## What is expected
Reproduce the listing below in full and without alteration, apart from its pictures.

Part of a data file:
# # # # #

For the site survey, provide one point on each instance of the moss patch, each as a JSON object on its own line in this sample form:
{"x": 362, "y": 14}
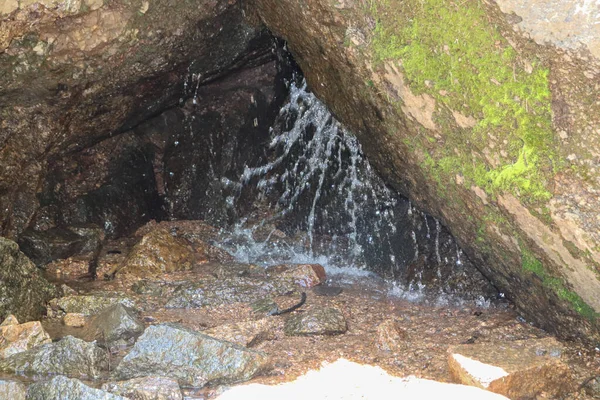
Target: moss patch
{"x": 454, "y": 54}
{"x": 535, "y": 266}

# # # # #

## Task output
For the site survey, provide one point on each instance of the moss patch, each as a JSON object on its own line in this sample form:
{"x": 362, "y": 14}
Target: moss patch
{"x": 454, "y": 54}
{"x": 535, "y": 266}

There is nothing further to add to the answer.